L’état de choses qu’elle a produit s’appuie sur des croyances qu’on essaierait en vain de déraciner dans la disposition actuelle des esprits, et sur des intérêts encore plus intraitables que les croyances. Songez à la subordination absolue, dans laquelle l’individu a vécu et dû vivre pendant des milliers d’années vis-à-vis de l’État, sous peine d’être la proie de barbares pires que les bêtes féroces ; songez à l’opinion qui s’est alors formée dans son esprit et enracinée davantage de génération en génération, car elle s’appuyait sur l’expérience visible de la nécessité de l’omnipotence de l’État pour sauvegarder la sécurité de chacun ; songez enfin à l’éducation routinière et rétrograde que nous avons reçue dans les officines de l’État et qui nous enseigne comme un dogme que rien n’est changé dans le monde, depuis l’antiquité, et que nous sommes, nous, les héritiers directs de la civilisation d’Athènes et de Rome, entourés de barbares qui envient nos richesses et guettent perpétuellement le moment favorable pour nous en dépouiller. Calculez d’un autre côté la masse énorme des intérêts qui dépendent de l’État, le nombre et l’importance des fonctionnaires civils et militaires qui émargent au budget, considérez le nombre presque aussi considérable des intérêts engagés dans les monopoles, les privilèges et les protections que l’État accorde et garantit, et que l’abolition de la servitude politique laisserait sans support, et vous aurez une idée de la puissance presque inexpugnable de cette colossale place forte que l’on nomme l’État.

Cette forteresse, la garnison qui l’occupe n’est pas seule à vouloir la garder intacte ; les socialistes qui veulent s’en emparer sont d’accord sur la nécessité de la conserver, en élargissant même son enceinte afin qu’elle puisse contenir leur multitude, et de la rendre inexpugnable, quand ils l’auront conquise.

L’omnipotence de l’État et la servitude de l’individu qui sont les supports de l’ordre actuel des choses sont ainsi protégées par la coalition formidable des idées dominantes dans toutes les classes de la société, et des intérêts des classes prépondérantes qui exploitent l’État à leur profit, sans oublier ceux de la multitude qui prétend l’exploiter à son tour. Ce serait une entreprise vaine de prétendre l’emporter sur cette coalition universelle des idées et des intérêts. On peut se convaincre d’ailleurs, en constatant le peu de faveur dont jouissent les théories

 économiques, et la vanité de nos efforts pour limiter même dans la plus faible mesure les attributions de l’État et arrêter l’essor du fonctionnarisme, du protectionnisme et du socialisme, combien serait vaine l’espérance de convertir prochainement l’opinion publique à l’abolition de la servitude politique.

Mais ce qu’aucune propagande libérale ne pourrait faire, la force des choses, c’est-à-dire l’opération naturelle et inévitable de l’omnipotence de l’État et de la servitude de l’individu, se chargera, quoi qu’il arrive, de l’accomplir.

### CONSIGNE
Recopiez tel quel, dans le texte sur l'État ci-dessus, tout ce qui va de « économiques, et la » jusqu'à « la servitude politique. » inclus.

### ENTRÉES FOURNIES
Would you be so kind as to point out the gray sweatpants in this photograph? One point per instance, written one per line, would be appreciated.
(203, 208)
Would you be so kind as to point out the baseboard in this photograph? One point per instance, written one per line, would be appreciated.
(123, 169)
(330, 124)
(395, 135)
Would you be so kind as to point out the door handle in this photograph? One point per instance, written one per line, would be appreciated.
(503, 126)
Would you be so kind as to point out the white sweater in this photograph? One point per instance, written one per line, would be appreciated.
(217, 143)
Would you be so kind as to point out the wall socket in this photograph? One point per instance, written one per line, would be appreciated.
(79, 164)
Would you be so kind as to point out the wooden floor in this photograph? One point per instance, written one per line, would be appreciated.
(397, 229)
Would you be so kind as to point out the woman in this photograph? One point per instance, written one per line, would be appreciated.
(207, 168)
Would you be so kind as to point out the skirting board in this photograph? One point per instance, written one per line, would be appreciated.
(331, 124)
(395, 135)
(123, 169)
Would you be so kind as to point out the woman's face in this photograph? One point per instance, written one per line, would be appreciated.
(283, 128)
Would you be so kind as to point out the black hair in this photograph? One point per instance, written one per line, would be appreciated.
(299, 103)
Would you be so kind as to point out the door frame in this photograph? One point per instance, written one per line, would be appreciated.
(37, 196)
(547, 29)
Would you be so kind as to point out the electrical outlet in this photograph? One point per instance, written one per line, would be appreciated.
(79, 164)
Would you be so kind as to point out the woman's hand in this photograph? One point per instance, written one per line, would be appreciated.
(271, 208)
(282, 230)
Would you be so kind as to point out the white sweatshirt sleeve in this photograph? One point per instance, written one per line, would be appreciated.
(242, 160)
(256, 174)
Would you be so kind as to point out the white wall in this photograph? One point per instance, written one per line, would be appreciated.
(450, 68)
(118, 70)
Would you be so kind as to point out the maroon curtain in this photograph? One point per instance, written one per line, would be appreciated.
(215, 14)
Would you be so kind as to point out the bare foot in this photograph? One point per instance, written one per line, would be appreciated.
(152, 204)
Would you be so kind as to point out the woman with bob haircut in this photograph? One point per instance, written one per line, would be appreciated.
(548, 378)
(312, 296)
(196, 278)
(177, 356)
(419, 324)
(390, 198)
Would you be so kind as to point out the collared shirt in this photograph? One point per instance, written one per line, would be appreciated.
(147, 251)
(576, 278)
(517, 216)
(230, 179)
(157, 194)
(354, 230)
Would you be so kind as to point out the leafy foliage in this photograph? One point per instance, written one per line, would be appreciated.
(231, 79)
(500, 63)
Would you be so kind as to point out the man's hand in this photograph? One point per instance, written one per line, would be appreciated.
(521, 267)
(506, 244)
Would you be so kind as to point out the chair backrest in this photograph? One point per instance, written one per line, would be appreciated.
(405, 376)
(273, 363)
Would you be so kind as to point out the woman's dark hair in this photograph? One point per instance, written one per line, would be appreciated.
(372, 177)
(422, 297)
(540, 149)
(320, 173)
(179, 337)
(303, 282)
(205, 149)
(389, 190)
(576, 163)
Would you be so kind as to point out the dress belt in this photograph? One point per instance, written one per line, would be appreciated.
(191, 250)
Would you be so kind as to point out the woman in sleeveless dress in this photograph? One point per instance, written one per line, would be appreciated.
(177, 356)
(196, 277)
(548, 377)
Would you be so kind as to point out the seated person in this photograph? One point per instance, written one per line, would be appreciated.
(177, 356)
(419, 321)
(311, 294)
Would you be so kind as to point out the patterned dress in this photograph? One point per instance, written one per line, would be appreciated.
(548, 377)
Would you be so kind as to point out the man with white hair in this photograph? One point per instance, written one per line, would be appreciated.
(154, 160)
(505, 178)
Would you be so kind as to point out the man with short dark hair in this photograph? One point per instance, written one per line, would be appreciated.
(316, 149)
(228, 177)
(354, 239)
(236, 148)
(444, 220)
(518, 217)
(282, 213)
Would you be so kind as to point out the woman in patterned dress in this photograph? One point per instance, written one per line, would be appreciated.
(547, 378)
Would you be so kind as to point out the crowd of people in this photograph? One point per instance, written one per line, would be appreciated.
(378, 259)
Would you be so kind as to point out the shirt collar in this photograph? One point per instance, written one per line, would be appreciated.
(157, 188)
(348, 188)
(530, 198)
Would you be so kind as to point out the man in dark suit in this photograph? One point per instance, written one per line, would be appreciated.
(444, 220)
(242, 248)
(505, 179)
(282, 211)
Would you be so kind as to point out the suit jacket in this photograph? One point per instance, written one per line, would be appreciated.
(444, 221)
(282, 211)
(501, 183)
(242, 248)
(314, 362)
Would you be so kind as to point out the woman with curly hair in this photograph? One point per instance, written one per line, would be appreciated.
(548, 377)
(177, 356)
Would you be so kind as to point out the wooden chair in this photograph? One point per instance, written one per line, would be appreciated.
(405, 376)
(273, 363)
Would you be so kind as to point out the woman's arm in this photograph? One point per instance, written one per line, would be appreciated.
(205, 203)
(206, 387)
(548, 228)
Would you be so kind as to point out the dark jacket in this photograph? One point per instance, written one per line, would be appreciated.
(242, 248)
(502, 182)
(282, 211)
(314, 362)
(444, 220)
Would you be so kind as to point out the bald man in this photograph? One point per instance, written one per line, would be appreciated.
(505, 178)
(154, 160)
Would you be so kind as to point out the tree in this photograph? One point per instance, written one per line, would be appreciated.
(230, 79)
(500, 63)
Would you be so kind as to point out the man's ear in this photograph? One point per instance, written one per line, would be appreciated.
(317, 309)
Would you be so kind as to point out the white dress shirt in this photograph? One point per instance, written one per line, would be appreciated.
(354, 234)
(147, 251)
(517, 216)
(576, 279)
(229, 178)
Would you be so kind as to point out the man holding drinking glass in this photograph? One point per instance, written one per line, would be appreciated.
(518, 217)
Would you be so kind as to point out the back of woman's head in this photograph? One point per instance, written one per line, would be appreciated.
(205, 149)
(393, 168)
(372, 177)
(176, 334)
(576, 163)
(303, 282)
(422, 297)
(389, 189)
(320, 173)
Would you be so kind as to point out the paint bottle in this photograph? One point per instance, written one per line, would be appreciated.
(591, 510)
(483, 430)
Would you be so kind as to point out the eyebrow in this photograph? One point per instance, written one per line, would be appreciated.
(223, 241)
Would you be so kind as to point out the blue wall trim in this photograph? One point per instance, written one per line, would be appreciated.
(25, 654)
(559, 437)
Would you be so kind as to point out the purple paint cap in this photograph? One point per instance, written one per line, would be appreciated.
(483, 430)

### RÉPONSE COMPLÈTE
économiques, et la vanité de nos efforts pour limiter même dans la plus faible mesure les attributions de l’État et arrêter l’essor du fonctionnarisme, du protectionnisme et du socialisme, combien serait vaine l’espérance de convertir prochainement l’opinion publique à l’abolition de la servitude politique.